Segment Open
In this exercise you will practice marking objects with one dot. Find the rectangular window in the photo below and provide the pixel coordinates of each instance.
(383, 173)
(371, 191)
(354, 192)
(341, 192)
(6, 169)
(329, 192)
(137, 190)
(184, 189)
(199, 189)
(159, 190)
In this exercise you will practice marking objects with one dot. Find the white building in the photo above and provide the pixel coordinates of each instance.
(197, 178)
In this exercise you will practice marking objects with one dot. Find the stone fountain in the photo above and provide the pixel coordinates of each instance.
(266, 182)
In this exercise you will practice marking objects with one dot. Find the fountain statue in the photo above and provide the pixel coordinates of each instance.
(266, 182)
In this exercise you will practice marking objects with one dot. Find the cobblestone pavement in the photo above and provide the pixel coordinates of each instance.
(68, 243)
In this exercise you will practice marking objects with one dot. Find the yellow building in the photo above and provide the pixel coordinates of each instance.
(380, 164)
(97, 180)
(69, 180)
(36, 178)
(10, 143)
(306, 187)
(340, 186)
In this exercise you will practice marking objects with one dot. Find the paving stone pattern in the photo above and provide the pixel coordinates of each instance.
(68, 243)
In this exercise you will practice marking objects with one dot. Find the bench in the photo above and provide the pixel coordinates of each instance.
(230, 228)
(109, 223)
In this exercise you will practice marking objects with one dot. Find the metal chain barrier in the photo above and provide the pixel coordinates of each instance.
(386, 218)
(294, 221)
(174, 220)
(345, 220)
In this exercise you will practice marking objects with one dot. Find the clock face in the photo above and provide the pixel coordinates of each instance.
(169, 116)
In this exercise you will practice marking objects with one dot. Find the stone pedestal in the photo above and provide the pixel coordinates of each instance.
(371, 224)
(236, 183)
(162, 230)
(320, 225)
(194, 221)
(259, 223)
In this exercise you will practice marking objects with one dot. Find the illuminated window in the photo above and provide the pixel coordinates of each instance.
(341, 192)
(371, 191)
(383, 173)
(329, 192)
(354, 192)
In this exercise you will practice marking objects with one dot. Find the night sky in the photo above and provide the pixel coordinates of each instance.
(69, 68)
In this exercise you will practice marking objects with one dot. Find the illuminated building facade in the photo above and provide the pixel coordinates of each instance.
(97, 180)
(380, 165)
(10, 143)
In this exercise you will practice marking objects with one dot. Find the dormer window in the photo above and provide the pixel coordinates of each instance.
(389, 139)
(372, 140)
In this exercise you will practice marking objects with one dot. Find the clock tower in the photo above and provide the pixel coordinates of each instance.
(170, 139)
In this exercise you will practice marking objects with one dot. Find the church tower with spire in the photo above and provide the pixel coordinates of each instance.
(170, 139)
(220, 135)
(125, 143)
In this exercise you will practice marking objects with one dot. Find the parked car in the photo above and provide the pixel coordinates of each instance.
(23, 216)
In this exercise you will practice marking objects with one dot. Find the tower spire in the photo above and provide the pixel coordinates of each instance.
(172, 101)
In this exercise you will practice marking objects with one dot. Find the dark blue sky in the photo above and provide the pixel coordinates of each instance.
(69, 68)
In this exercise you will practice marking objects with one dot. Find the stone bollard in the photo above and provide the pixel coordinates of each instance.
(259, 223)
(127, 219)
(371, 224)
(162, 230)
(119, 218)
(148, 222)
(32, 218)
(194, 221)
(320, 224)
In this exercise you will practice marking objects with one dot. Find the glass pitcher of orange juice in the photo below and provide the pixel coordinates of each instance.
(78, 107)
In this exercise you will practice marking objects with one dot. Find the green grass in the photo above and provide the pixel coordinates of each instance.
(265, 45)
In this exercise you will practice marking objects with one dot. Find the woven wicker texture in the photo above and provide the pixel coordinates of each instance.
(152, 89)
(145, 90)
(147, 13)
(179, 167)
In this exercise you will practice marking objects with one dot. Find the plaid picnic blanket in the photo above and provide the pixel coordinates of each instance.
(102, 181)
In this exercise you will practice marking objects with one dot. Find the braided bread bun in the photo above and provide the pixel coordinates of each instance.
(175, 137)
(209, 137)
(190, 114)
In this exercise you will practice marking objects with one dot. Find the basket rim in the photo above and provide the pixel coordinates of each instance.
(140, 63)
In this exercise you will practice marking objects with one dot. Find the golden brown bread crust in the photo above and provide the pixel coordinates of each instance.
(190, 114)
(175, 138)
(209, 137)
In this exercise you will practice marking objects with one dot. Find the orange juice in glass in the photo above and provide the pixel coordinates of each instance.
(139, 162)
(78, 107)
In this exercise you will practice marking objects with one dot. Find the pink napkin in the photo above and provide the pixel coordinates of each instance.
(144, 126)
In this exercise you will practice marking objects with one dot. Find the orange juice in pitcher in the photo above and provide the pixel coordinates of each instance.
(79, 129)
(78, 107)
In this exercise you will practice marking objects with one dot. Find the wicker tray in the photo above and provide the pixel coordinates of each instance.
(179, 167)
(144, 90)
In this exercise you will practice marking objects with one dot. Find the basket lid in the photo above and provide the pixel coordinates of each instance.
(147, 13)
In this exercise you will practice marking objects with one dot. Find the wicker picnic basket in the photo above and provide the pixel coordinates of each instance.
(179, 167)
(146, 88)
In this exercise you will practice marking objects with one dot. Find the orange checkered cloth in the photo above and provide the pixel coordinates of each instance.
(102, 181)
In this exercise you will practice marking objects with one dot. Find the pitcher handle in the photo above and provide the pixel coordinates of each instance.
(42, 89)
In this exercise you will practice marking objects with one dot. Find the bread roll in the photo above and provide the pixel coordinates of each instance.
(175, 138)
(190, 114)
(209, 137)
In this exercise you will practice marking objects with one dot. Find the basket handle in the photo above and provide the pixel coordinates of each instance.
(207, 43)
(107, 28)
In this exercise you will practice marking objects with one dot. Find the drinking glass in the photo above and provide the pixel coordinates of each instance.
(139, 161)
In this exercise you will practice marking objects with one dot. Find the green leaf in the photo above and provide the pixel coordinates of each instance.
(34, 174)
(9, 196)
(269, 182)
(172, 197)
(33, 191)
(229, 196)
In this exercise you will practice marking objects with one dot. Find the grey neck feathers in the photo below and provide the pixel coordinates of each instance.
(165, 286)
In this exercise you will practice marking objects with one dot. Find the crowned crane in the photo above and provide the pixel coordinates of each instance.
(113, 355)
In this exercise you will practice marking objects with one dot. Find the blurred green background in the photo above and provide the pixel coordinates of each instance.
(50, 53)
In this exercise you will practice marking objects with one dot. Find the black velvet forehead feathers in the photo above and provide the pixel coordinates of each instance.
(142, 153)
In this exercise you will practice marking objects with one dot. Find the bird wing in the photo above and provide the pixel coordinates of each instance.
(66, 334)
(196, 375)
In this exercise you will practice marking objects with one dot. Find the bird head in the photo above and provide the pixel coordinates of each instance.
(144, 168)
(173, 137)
Segment Closed
- **PROBLEM**
Every record must be written out again without any change.

- **RESPONSE TO THE TASK**
In this exercise you will practice marking objects with one dot. Find the rectangular window in the photo below and provide the pixel coordinates of each instance.
(383, 173)
(371, 191)
(354, 192)
(341, 192)
(6, 169)
(329, 192)
(137, 190)
(184, 189)
(199, 189)
(159, 190)
In this exercise you will practice marking objects with one dot. Find the white building in the photo above and provide the pixel coordinates of each instance.
(197, 178)
In this exercise you will practice marking objects with one dot. Find the stone fountain in the photo above and provide the pixel coordinates of each instance.
(266, 182)
In this exercise you will practice marking objects with one dot. Find the fountain statue in the photo above and provide the pixel coordinates of each instance.
(266, 182)
In this exercise you will practice marking objects with one dot. Find the cobblestone pavement in the photo above and provide the pixel coordinates of each instance.
(68, 243)
In this exercise you will practice marking objects with one dot. Find the yellow building in the photo above and provide the pixel coordinates of each instance.
(380, 164)
(97, 180)
(69, 180)
(36, 178)
(10, 143)
(306, 187)
(340, 186)
In this exercise you will practice marking objects with one dot. Find the paving stone pattern in the photo above and provide the pixel coordinates of each instance.
(68, 243)
In this exercise you will practice marking objects with one dot. Find the bench in the photo above and provide the pixel coordinates of each instance.
(230, 228)
(109, 223)
In this exercise you will practice marking objects with one dot. Find the metal chain barrier in the photo above and provide the pixel coordinates of each instance.
(386, 218)
(294, 221)
(174, 220)
(345, 220)
In this exercise you will practice marking objects with one dot. Find the clock face in the photo above and provide the pixel coordinates of each instance.
(169, 116)
In this exercise you will practice marking objects with one dot. Find the stone pedestal in the photo above and provide the pixel coordinates of each instance.
(371, 224)
(236, 183)
(162, 230)
(320, 225)
(194, 221)
(259, 223)
In this exercise you will practice marking objects with one dot. Find the illuminated window in the photo above and provide the pixel coordinates of each instance.
(341, 192)
(371, 191)
(383, 173)
(329, 192)
(354, 192)
In this exercise you will practice marking objects with one dot. Find the night sky in the photo above and provide the pixel coordinates of each instance.
(69, 68)
In this exercise you will practice marking objects with one dot. Find the illuminated building facade in the photo above and provide the pixel coordinates of each instance.
(97, 180)
(380, 165)
(10, 143)
In this exercise you will practice marking objects with one dot. Find the dormer window in the photo above and provide the pixel coordinates of each instance.
(389, 139)
(372, 140)
In this exercise you will practice marking objects with one dot. Find the clock tower in the photo above and provide the pixel coordinates of each instance.
(170, 139)
In this exercise you will practice marking objects with one dot. Find the church tower with spire in the photo above and provide the pixel coordinates of each instance.
(170, 139)
(220, 135)
(125, 143)
In this exercise you will practice marking objects with one dot. Find the parked car in the photo above and provide the pixel coordinates of each instance.
(23, 216)
In this exercise you will practice marking objects with one dot. Find the tower spire in the photo above and provide the pixel coordinates of each instance.
(172, 101)
In this exercise you will practice marking objects with one dot. Find the dark blue sky in the photo above and provide the pixel coordinates of each instance.
(69, 68)
In this exercise you will practice marking objects with one dot. Find the stone bollard in the photo above and provide the pixel coordinates of each instance.
(259, 223)
(127, 219)
(371, 224)
(162, 230)
(119, 218)
(148, 222)
(32, 218)
(194, 221)
(320, 224)
In this exercise you will practice marking objects with one dot. Find the glass pitcher of orange juice in the photo below and provide the pixel coordinates of each instance.
(78, 107)
In this exercise you will practice marking objects with one dot. Find the green grass in the photo above and provide the pixel coordinates of each instance.
(265, 45)
In this exercise you will practice marking objects with one dot. Find the woven wicker texture in the photo above and provide the pixel coordinates of each instance.
(152, 89)
(145, 90)
(147, 13)
(179, 167)
In this exercise you will practice marking objects with one dot. Find the plaid picnic blanket in the photo above and provide the pixel coordinates of each instance.
(102, 181)
In this exercise you will practice marking objects with one dot. Find the braided bread bun in the photo above and provide the pixel coordinates of each instance.
(175, 137)
(209, 137)
(190, 114)
In this exercise you will practice marking objects with one dot. Find the basket rim in the photo above and provide the pixel coordinates of each instance.
(140, 63)
In this exercise you will practice marking objects with one dot. Find the golden brown bread crust in the photo above and provide the pixel coordinates of each instance.
(190, 114)
(175, 138)
(209, 137)
In this exercise you will practice marking objects with one dot. Find the orange juice in glass in the photo above and provide the pixel coordinates of each instance.
(139, 162)
(78, 107)
In this exercise you will practice marking objects with one dot. Find the pink napkin in the photo above and provide the pixel coordinates of each instance.
(144, 126)
In this exercise you will practice marking objects with one dot. Find the orange juice in pitcher in the photo above and provide the pixel coordinates of each instance.
(79, 129)
(78, 107)
In this exercise you will practice marking objects with one dot. Find the wicker tray in the photo above and provide the pixel coordinates of each instance.
(179, 167)
(144, 90)
In this exercise you will practice marking objects with one dot. Find the basket lid in the photo above and provide the pixel coordinates of each instance.
(147, 13)
In this exercise you will practice marking objects with one dot. Find the wicker picnic basket in the photo above and provide the pixel coordinates of each instance.
(179, 167)
(146, 88)
In this exercise you will practice marking objects with one dot. Find the orange checkered cloth in the photo above and provide the pixel coordinates of each instance.
(102, 181)
In this exercise you will practice marking objects with one dot. Find the pitcher handle in the photo above and provide the pixel coordinates of each instance.
(42, 89)
In this exercise you will practice marking objects with one dot. Find the bread roll in the photo above and provide the pixel coordinates of each instance.
(175, 138)
(190, 114)
(209, 137)
In this exercise you will practice marking objects with one dot. Find the basket handle in the photo above and provide the pixel coordinates of each instance.
(207, 43)
(107, 28)
In this exercise you will practice marking objects with one dot. Find the drinking glass in the photo above and provide the pixel coordinates of each instance.
(139, 161)
In this exercise you will practice marking objects with one dot. Find the green leaf in the photo above and provide the pixel coordinates of each instance.
(34, 174)
(9, 196)
(269, 182)
(172, 197)
(33, 191)
(229, 196)
In this exercise you will practice marking objects with one dot. Find the grey neck feathers in the photo below and provide the pixel coordinates of each instance.
(165, 286)
In this exercise you will practice marking objects with one dot. Find the crowned crane in the photo above and provide the pixel coordinates of each instance.
(113, 355)
In this exercise you will practice marking objects with one dot. Find the blurred green background in the photo above and provide the pixel coordinates of each instance.
(50, 53)
In this exercise you will practice marking objects with one dot. Find the black velvet forehead feathers in the photo above and provide the pixel coordinates of each instance.
(142, 153)
In this exercise you will practice marking objects with one dot. Find the bird wing in the photo above and provide the pixel coordinates of each instance.
(66, 334)
(196, 375)
In this exercise you will practice marking objects with one dot. Find the bird head in the photo above and provide the pixel coordinates of each instance.
(144, 168)
(173, 137)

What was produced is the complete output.